> [PROMPT]:
Format the listing below as a two-column CSV with the columns "text" and "answer", giving one row per item and putting each item's text and its answer in their own columns. Wrap every field in double quotes, and turn any line breaks inside a field into spaces.

[Pointing entries for named objects]
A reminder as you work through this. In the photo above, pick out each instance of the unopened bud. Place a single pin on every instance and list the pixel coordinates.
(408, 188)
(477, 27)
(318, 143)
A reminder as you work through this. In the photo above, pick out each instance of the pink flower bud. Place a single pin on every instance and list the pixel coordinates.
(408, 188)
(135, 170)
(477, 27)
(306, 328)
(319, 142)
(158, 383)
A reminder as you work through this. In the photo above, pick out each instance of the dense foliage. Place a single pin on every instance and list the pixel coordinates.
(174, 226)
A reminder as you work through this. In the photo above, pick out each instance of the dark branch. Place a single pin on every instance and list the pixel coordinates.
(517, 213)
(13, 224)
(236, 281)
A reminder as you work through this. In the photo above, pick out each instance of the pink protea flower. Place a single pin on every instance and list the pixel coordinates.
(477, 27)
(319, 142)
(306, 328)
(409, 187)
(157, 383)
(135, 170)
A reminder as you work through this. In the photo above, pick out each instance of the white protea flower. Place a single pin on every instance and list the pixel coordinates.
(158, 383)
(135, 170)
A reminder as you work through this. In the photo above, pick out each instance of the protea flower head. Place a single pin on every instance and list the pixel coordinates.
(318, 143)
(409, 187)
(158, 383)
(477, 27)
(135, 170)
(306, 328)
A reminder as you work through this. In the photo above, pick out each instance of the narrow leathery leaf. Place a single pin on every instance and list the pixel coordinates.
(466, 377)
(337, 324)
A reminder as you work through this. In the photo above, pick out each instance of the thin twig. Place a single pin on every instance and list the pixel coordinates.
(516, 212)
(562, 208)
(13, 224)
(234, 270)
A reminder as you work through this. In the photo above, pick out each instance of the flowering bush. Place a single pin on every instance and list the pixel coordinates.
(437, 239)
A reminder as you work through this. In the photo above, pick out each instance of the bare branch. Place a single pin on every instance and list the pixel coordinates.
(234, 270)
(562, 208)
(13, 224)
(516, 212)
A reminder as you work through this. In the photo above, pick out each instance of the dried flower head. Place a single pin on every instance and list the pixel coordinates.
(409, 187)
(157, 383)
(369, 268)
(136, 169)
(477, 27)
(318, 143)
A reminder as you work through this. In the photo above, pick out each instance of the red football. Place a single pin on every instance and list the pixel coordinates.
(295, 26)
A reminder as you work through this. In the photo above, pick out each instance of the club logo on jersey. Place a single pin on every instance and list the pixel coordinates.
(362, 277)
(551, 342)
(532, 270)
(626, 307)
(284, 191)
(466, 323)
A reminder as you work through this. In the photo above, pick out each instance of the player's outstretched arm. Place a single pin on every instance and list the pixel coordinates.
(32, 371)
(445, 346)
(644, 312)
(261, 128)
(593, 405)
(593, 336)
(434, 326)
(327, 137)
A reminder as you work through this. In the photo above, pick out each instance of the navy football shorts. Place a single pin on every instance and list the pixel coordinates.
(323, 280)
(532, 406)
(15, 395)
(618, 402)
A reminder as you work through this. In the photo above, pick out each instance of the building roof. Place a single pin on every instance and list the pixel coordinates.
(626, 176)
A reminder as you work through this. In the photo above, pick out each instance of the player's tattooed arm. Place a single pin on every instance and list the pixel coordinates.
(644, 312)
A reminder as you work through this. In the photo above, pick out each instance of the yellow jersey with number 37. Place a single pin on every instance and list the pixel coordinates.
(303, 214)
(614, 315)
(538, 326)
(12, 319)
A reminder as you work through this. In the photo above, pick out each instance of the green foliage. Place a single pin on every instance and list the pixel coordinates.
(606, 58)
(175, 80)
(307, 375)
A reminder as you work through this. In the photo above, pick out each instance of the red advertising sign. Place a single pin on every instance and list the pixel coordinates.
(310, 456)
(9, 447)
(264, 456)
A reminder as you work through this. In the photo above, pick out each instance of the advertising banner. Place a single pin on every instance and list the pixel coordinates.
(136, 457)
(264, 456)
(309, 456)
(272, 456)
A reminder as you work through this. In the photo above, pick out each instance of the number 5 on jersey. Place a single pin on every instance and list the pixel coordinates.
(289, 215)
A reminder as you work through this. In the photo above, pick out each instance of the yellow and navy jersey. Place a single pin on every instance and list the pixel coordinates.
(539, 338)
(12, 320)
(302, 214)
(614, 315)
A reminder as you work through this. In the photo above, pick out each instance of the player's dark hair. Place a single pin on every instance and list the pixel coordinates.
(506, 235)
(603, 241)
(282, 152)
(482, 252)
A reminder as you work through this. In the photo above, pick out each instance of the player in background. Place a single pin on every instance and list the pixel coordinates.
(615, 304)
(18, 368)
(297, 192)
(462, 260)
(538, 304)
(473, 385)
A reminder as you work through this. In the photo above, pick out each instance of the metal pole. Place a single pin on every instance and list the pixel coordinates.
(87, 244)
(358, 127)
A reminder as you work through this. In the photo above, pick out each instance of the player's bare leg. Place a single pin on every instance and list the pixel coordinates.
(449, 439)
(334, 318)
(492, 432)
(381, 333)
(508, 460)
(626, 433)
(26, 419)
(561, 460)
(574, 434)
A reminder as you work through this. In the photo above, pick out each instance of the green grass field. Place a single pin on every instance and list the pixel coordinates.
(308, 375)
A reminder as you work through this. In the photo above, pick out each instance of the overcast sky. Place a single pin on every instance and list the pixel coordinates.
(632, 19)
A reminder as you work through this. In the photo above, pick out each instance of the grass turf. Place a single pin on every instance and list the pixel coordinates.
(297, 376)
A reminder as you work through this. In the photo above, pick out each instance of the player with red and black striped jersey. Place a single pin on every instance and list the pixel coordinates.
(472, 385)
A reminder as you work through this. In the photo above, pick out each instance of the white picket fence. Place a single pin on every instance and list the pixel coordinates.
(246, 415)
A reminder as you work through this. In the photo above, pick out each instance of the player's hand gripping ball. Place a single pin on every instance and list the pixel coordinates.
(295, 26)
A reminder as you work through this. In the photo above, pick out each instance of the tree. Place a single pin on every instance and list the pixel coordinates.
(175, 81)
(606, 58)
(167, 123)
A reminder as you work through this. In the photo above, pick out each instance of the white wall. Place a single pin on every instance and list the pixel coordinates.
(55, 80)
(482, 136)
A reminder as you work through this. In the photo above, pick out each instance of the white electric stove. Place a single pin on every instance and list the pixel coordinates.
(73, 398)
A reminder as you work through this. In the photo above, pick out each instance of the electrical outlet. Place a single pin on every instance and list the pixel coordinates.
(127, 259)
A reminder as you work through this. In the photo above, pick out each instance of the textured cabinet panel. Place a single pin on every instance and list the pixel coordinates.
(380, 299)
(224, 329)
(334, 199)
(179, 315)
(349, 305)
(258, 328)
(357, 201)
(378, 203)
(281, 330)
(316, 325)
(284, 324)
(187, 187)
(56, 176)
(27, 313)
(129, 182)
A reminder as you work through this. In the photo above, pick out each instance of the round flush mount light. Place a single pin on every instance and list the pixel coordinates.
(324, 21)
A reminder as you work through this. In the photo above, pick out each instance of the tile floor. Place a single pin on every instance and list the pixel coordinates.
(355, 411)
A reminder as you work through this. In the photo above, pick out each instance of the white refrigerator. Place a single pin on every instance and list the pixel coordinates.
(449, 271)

> [ANSWER FOR THIS EXERCISE]:
text,answer
"A reminder as you work through this. In the photo above, pick out each instance of the unopened bud. Place a single pin on every instance and list the pixel coordinates.","(408, 188) (477, 27) (318, 143)"
"A reminder as you work through this. In the photo above, pick out each instance of the pink flower bud. Place a single pin on every instance and list the pixel coordinates.","(408, 188) (135, 170) (477, 27) (306, 328) (319, 142) (158, 383)"
"A reminder as you work through this. In the photo above, pick out each instance of the dense foliage. Place a single pin on every instance and list the pixel coordinates.","(174, 226)"
"A reminder as you work through this. In the photo above, pick out each instance of the dark branch. Place a single pin on every instance and list the pixel coordinates.","(517, 213) (13, 224) (236, 281)"
"A reminder as you work through this. In the photo above, pick out each instance of the pink protea flower. Place a single pin on every instance and list the pixel coordinates.","(477, 27) (319, 142) (306, 328) (409, 187) (157, 383) (135, 170)"
"A reminder as you work through this. In the photo above, pick out each instance of the white protea flower. Place a single pin on every instance and list the pixel coordinates.","(158, 383) (135, 170)"
"A reminder as you work through this. In the photo above, pick out each instance of the protea flower head. Place a single pin on every instance and list the pixel coordinates.","(318, 143) (409, 187) (158, 383) (477, 27) (135, 170) (306, 328)"
"A reminder as you work through this. In the photo above, pick out each instance of the narrow leathery leaf. Place a single pin on every instance and list the pixel coordinates.","(466, 377) (337, 324)"
"A reminder as you work through this. In the photo above, pick out each instance of the thin twig. Place a single pin on every instance and list the pixel coordinates.","(516, 212) (562, 208) (13, 224) (234, 270)"
"A reminder as you work through this. In the photo above, pick out each instance of the flowering bush. Place a single pin on every instance and list the pixel coordinates.","(437, 239)"
"A reminder as you work through this. In the photo above, pick out each instance of the bare branch. Place a single pin on every instance and list the pixel coordinates.","(234, 270) (562, 208) (13, 224) (516, 212)"
"A reminder as you work through this. In the photo above, pick out each instance of the dried flower head. Place a single pin on every instance and list the pixel coordinates.","(409, 187) (157, 383) (369, 268) (136, 169) (477, 27) (318, 143)"
"A reminder as you work through this. In the photo above, pick out each instance of the red football. Place a single pin on every instance and list the pixel coordinates.","(295, 26)"
"A reminder as you work through this. In the photo above, pick out each instance of the club logo on jersey. Place a single pin on every instance and list the pixel coordinates.","(362, 277) (551, 342) (532, 270) (626, 307) (284, 191) (466, 323)"
"A reminder as you work through this. In the photo above, pick out each instance of the player's outstretched arm. Place a single pin on every instance and list the pixel coordinates.","(32, 371) (445, 346) (644, 312) (261, 128) (593, 405) (593, 336) (434, 326) (327, 137)"
"A reminder as you work through this. In the photo above, pick out each instance of the navy football shorts. Place a single pin on every instance and list the pixel coordinates.","(323, 280) (532, 406) (15, 395) (618, 402)"
"A reminder as you work through this. In the photo above, pick out each instance of the building roof. Place a single pin on every instance and list the pixel coordinates.","(626, 176)"
"A reminder as you work through this. In the photo above, pick out each instance of the player's tattooed arm. Place a single pin on every instance and list the pixel coordinates.","(644, 312)"
"A reminder as you work through this. In the photo above, pick out each instance of the yellow jersey with number 37. Place a single pin on every instance and list the pixel coordinates.","(303, 214) (614, 315) (538, 326) (12, 319)"
"A reminder as you work through this. In the photo above, pick out each instance of the green foliage. Place a single pin on every instance and list the pixel coordinates.","(606, 58) (175, 80) (307, 375)"
"A reminder as you work through this. In the photo above, pick out each instance of the red advertising sign. Place a single pin on every instance and list the pixel coordinates.","(310, 456) (9, 447) (264, 456)"
"A reminder as you work through this. In the photo above, pick out each instance of the advertising banner. Place a single pin on every instance and list the pixel coordinates.","(136, 457) (264, 456) (309, 456) (272, 456)"
"A reminder as you work through this. In the photo above, pick out each instance of the number 5 on jersey. Place a single pin on every instance and list the pixel coordinates.","(289, 215)"
"A reminder as you work through this. In the photo above, pick out each instance of the yellow and navy jersey. Place a single pin on every instance and list the pixel coordinates.","(539, 338) (12, 320) (302, 214) (614, 315)"
"A reminder as you work through this. In the photo above, pick out each instance of the player's dark hair. Place a single pin on every instance and list the pixel coordinates.","(506, 235) (603, 241) (282, 152) (482, 252)"
"A reminder as you work through this. In the photo above, pick out each instance of the player in background. Place a single pin on every instance and list the pixel coordinates.","(615, 304) (18, 368) (297, 192) (462, 260) (538, 304) (473, 385)"
"A reminder as you work through this. In the photo above, pick out each instance of the metal pole. Place a single pin on every instance and list the pixel coordinates.","(87, 244) (358, 127)"
"A reminder as you work through this. In the photo above, pick out each instance of the player's bare leg. Place a single pin on every instance and list the pixel coordinates.","(449, 439) (334, 318) (492, 432) (381, 333) (508, 460) (626, 433) (26, 419) (561, 460) (574, 434)"
"A reminder as you work through this. In the photo above, pick out each instance of the green grass field. Place a single pin on every instance and list the pixel coordinates.","(308, 375)"
"A reminder as you work through this. In the photo above, pick out each instance of the overcast sky. Place a single pin on every instance and list the pixel coordinates.","(632, 19)"
"A reminder as you work through this. In the photo above, pick out each instance of the grass turf. Place a single pin on every instance and list the pixel coordinates.","(297, 376)"
"A reminder as you work through this. In the photo above, pick out each instance of the player with red and black striped jersey. Place a single pin on every instance and list the pixel coordinates.","(472, 385)"
"A reminder as you work through this. In the photo above, pick out each instance of the white picket fence. Place a single pin on every instance and list the pixel coordinates.","(246, 415)"
"A reminder as you work through this. In the photo above, pick out each instance of the player's hand gripping ball. Place a single pin on every instance and list the pixel coordinates.","(295, 26)"
"A reminder as you work through this. In the photo above, pick out each instance of the tree. Place a single pin on every instance and list the pixel coordinates.","(175, 81) (606, 58) (167, 123)"
"A reminder as you work through this. In the photo above, pick out each instance of the white wall. Place a single pin on every instance and list the pixel coordinates.","(55, 80) (482, 136)"
"A reminder as you work through this. In the photo above, pick out each instance of the white electric stove. Place a single pin on every instance and list the pixel coordinates.","(73, 398)"
"A reminder as you work through this. In the photo above, pick out each instance of the electrical outlet. Place a single pin on every instance and list the pixel coordinates.","(127, 259)"
"A reminder as you work through this. In the photo above, pick out each instance of the textured cabinet panel. Place a single pin on every instance and list the pixel coordinates.","(380, 299) (224, 329) (334, 199) (179, 315) (349, 305) (258, 328) (357, 201) (378, 203) (281, 330) (316, 325) (284, 324) (187, 187) (56, 176) (27, 313) (129, 182)"
"A reminder as you work through this. In the photo above, pick out each instance of the round flush mount light. Place a single pin on every instance and list the pixel coordinates.","(324, 21)"
"A reminder as you work through this. In the photo above, pick out each instance of the tile floor. Place a single pin on every instance and list the pixel coordinates.","(355, 411)"
"A reminder as you work through this. In the photo above, pick out each instance of the white refrigerator. Place a single pin on every instance and list the pixel coordinates.","(449, 271)"